━━━━━ Document excerpt
My fortunes took a bit of a dip over the summer for various reasons, although I have since got closure on all of the matters in question, so everything’s good now.

Firstly I was called up to claim my Personal Independence Payments (PIP), which are replacing Disability Living Allowance (DLA). So I had to fill out a huge form, enclosing medical evidence and other supporting documents, and then go to a face-to-face assessment. Luckily my hard work paid off and I was awarded the benefit later in the year, but the application process is deeply flawed, and many disabled people unfairly lose out. It’s a money-saving exercise by the government that’s ended up costing them a lot more, especially as 75% of appeals are successful, not counting others who could also have appealed but were dissuaded from doing so by the DWP. It’s all a big mess.

In addition. I also had a severe foot infection, which resulted in a lot of swelling at first, and then a very bad case of eczema. But thankfully that’s cleared up now, with only a gradually fading scar left. And at the end of August my girlfriend and I made a mutual decision to end our relationship, but we’ve thankfully remained close friends ever since.

On the plus side, however, there are still good things to mention for those two months. In particular, I loved seeing the audio described performance of Only Fools And Horses The Musical at Theatre Royal Haymarket that Claire very generously treated me to, as I’m a big fan of the TV show. It’s really funny and the songs are great as well. You can find out much more about it in my detailed review post.

Cover of the programme for Only Fools And Horses, The Musical. Below the show logo is a large image of the yellow three-wheeled Reliant Regal van facing us, with 2 pink fluffy dice hanging from the rear view mirror in the centre. Del Boy and Rodney are leaning out of their side windows, with Del Boy waving and smiling with a cigar in his mouth, while Grandad is on the roof rack holding on tightly.
━━━━━━━━━━
#### Exercise prompt:
In the excerpt about the writer's summer, what reason does the writer give for saying the government's money-saving exercise ended up costing it more? Answer in one to three sentences.
━━━━━ Extracted records
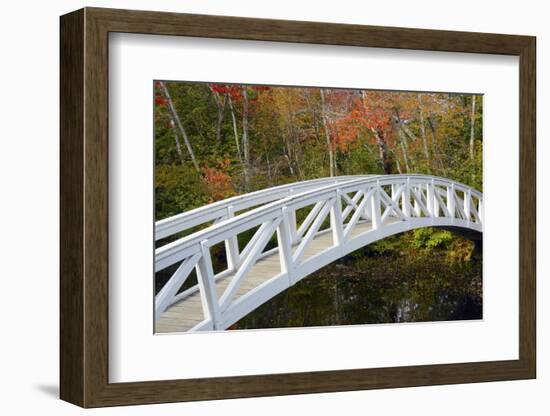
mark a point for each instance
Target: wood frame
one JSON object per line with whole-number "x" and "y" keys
{"x": 84, "y": 207}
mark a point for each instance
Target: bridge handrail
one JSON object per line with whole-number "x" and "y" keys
{"x": 217, "y": 232}
{"x": 219, "y": 209}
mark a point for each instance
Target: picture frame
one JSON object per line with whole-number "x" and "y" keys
{"x": 84, "y": 216}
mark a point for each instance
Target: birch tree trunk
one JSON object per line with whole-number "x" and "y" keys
{"x": 324, "y": 116}
{"x": 423, "y": 129}
{"x": 236, "y": 132}
{"x": 385, "y": 160}
{"x": 246, "y": 144}
{"x": 220, "y": 104}
{"x": 472, "y": 126}
{"x": 176, "y": 120}
{"x": 178, "y": 144}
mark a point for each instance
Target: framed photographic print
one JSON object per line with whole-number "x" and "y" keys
{"x": 255, "y": 207}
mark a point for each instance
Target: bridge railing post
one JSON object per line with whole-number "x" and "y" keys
{"x": 451, "y": 200}
{"x": 406, "y": 199}
{"x": 467, "y": 205}
{"x": 284, "y": 242}
{"x": 430, "y": 199}
{"x": 375, "y": 207}
{"x": 435, "y": 200}
{"x": 207, "y": 288}
{"x": 336, "y": 222}
{"x": 232, "y": 246}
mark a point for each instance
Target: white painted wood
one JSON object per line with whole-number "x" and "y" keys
{"x": 254, "y": 276}
{"x": 166, "y": 295}
{"x": 336, "y": 220}
{"x": 284, "y": 240}
{"x": 207, "y": 285}
{"x": 312, "y": 230}
{"x": 247, "y": 264}
{"x": 375, "y": 207}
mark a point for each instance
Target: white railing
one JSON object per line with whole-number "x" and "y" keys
{"x": 230, "y": 207}
{"x": 385, "y": 205}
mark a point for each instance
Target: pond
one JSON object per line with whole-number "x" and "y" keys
{"x": 366, "y": 289}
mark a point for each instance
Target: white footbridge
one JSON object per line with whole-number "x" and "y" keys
{"x": 340, "y": 215}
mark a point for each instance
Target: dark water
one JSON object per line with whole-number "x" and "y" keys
{"x": 377, "y": 289}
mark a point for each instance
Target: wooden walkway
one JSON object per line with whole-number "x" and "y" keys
{"x": 187, "y": 313}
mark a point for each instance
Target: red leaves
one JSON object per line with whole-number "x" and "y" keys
{"x": 236, "y": 91}
{"x": 217, "y": 182}
{"x": 160, "y": 101}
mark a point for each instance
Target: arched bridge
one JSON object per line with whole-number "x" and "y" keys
{"x": 340, "y": 215}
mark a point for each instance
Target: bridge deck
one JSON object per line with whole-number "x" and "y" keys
{"x": 187, "y": 313}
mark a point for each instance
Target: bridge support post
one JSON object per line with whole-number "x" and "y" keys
{"x": 406, "y": 199}
{"x": 467, "y": 205}
{"x": 430, "y": 199}
{"x": 336, "y": 221}
{"x": 207, "y": 288}
{"x": 292, "y": 226}
{"x": 451, "y": 200}
{"x": 435, "y": 200}
{"x": 375, "y": 207}
{"x": 232, "y": 246}
{"x": 285, "y": 245}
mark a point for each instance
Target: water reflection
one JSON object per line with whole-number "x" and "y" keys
{"x": 378, "y": 289}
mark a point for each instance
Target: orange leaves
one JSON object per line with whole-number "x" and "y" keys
{"x": 217, "y": 181}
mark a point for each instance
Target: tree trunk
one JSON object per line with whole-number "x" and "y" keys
{"x": 385, "y": 160}
{"x": 330, "y": 150}
{"x": 220, "y": 103}
{"x": 383, "y": 151}
{"x": 423, "y": 129}
{"x": 175, "y": 119}
{"x": 236, "y": 132}
{"x": 403, "y": 143}
{"x": 178, "y": 145}
{"x": 246, "y": 144}
{"x": 472, "y": 126}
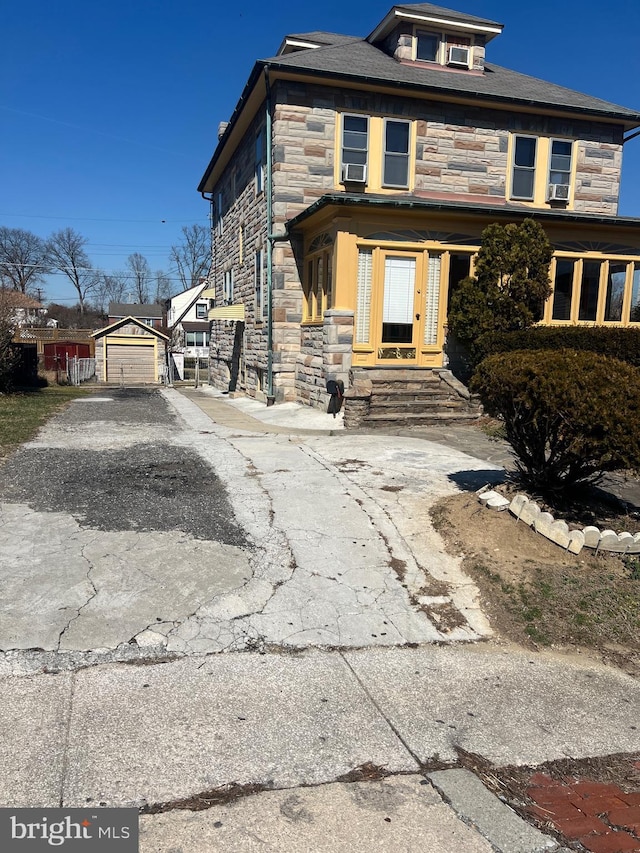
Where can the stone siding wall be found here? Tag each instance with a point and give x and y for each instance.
(325, 353)
(237, 350)
(460, 150)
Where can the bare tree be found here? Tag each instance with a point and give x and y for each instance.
(140, 276)
(112, 287)
(68, 256)
(23, 259)
(163, 287)
(7, 350)
(192, 256)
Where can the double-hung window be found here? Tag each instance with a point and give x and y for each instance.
(541, 169)
(260, 286)
(395, 170)
(355, 145)
(375, 151)
(227, 289)
(260, 161)
(560, 165)
(428, 46)
(197, 339)
(524, 168)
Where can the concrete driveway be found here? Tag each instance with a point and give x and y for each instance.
(147, 527)
(135, 526)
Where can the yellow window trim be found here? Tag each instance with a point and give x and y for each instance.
(375, 151)
(541, 169)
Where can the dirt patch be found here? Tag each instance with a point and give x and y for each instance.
(536, 594)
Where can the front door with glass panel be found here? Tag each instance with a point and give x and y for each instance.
(398, 334)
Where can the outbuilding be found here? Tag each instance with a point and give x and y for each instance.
(130, 352)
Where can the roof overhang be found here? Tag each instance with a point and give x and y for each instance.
(108, 330)
(227, 312)
(290, 45)
(254, 94)
(349, 204)
(489, 29)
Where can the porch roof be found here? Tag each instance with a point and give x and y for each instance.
(416, 203)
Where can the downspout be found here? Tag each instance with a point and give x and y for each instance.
(271, 237)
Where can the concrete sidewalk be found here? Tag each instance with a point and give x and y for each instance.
(286, 746)
(153, 736)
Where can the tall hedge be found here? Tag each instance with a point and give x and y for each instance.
(616, 342)
(569, 416)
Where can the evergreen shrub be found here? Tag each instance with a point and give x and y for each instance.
(569, 416)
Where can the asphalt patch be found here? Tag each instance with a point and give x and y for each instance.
(142, 487)
(128, 406)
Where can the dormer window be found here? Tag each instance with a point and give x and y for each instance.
(427, 46)
(442, 48)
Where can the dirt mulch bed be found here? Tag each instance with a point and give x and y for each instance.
(536, 594)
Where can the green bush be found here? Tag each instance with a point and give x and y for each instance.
(623, 344)
(510, 285)
(569, 416)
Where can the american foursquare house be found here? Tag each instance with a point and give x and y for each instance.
(349, 191)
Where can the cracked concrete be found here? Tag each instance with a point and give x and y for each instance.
(203, 538)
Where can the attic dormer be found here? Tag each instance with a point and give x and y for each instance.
(430, 35)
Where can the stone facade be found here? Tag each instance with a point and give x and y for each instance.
(460, 150)
(461, 154)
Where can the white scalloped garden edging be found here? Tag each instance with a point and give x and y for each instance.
(544, 523)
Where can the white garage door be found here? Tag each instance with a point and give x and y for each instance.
(130, 364)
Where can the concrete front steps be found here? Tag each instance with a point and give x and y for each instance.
(393, 397)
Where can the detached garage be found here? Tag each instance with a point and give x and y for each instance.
(130, 352)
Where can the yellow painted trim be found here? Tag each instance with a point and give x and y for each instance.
(541, 170)
(375, 155)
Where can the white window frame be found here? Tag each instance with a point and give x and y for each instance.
(260, 283)
(219, 214)
(422, 31)
(227, 287)
(569, 173)
(531, 169)
(395, 154)
(260, 161)
(343, 148)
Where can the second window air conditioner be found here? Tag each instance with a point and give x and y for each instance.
(355, 173)
(459, 56)
(559, 192)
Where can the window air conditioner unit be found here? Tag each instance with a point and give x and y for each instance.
(459, 56)
(355, 173)
(559, 192)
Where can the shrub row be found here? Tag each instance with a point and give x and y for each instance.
(623, 344)
(568, 415)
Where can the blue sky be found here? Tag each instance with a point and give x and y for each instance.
(109, 110)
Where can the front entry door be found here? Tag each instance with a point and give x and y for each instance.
(398, 338)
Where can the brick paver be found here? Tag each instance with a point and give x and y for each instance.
(602, 817)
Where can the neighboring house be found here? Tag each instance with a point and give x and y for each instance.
(350, 188)
(130, 352)
(25, 310)
(150, 315)
(188, 322)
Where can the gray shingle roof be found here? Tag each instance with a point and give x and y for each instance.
(359, 60)
(320, 37)
(132, 309)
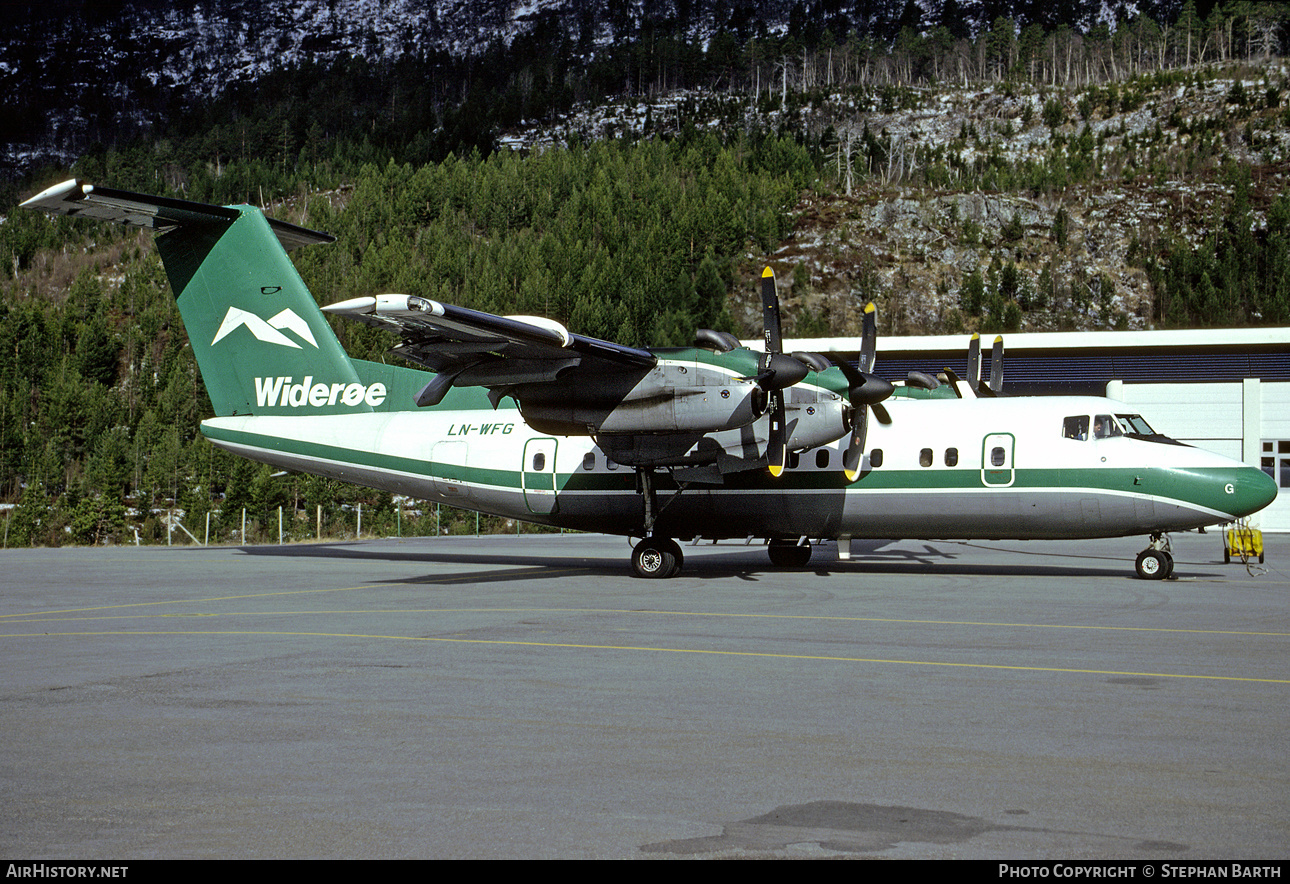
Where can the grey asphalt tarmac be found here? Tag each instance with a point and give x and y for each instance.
(526, 697)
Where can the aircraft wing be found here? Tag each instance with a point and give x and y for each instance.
(467, 347)
(158, 213)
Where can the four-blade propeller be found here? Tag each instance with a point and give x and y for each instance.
(778, 372)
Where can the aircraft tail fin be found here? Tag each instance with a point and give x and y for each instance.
(261, 341)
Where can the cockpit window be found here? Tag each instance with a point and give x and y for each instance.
(1104, 426)
(1134, 423)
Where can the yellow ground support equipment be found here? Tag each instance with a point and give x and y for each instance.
(1242, 542)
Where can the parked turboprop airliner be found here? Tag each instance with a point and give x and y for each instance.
(519, 417)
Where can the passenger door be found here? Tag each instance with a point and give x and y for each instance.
(538, 476)
(996, 460)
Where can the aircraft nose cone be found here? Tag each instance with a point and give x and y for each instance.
(1254, 489)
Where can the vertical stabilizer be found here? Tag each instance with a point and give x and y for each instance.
(261, 341)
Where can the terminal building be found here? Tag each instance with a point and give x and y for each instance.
(1227, 390)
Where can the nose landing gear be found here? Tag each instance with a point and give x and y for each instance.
(1155, 563)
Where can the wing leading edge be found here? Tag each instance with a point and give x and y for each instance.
(505, 354)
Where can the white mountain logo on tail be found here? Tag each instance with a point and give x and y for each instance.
(267, 331)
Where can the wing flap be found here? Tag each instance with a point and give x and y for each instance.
(479, 349)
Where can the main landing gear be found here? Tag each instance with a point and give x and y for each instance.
(788, 554)
(654, 556)
(1155, 563)
(657, 556)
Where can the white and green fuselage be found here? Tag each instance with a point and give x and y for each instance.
(465, 453)
(287, 394)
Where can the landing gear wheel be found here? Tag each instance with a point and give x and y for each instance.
(787, 554)
(657, 556)
(1153, 564)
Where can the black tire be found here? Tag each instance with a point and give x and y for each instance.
(1153, 564)
(655, 558)
(787, 554)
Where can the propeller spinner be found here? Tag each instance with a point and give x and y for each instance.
(866, 392)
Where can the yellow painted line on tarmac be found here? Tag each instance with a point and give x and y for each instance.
(675, 651)
(35, 616)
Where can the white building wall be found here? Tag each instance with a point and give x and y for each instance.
(1233, 420)
(1204, 414)
(1276, 429)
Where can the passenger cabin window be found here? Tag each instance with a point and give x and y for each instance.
(1076, 427)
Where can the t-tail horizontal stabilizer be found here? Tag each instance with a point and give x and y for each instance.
(261, 342)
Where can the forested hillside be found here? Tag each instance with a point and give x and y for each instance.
(1024, 174)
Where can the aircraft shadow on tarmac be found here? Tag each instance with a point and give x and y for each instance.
(706, 562)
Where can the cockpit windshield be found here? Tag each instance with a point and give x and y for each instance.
(1104, 426)
(1135, 423)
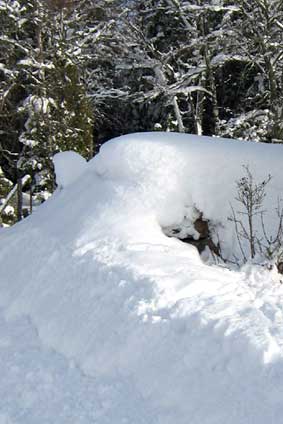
━━━━━━━━━━
#### Reply:
The writer points to the PIP appeals: 75% of them are successful. That figure does not count others who could also have appealed but were dissuaded from doing so by the DWP.